TEXTO:
Não é necessário lembrarmos da Noite dos Cristais de 1938, os pogroms na Rússia czarista ou a Revolução Cultural na China para nos darmos conta do que turbas violentas são capazes de fazer em momentos de catarse. Ou mais recentemente, a prisão de Asia Bibi, uma cristã paquistanesa que ousou beber um gole d’água antes de compartilhar a jarra com colegas de trabalho, o que lhe rendeu uma acusação de blasfêmia e nove anos de prisão. Em todos os casos, a violência ocorreu num clima de autorização oficial.
O que pode evitar atrocidades e desrespeito seletivo a direitos humanos? A vigilância da sociedade civil. No regime militar, sempre que havia denúncias de torturas ou prisões sem amparo da lei, dom Paulo Evaristo Arns atuava evitando mortes e ajudando familiares.
A ideia de criar uma comissão com o nome do arcebispo, que ajude a dar visibilidade e acolhimento a casos de graves violações de direitos humanos e a evitar retrocessos na área, fez-me muito sentido. É com muita honra que passo a integrar o grupo de fundadores da Comissão Arns, para que nunca mais se confunda ordem com injustiça nem segurança com perda de dignidade humana.

DADOS BRUTOS:
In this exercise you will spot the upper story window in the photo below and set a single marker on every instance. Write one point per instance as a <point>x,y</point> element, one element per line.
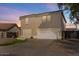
<point>44,18</point>
<point>26,20</point>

O QUE FAZER:
Liste todos os casos de violência que o texto sobre a Comissão Arns cita no primeiro parágrafo. As linhas acima vêm de outra fonte.

RESULTADO:
- Noite dos Cristais de 1938
- Pogroms na Rússia czarista
- Revolução Cultural na China
- Prisão de Asia Bibi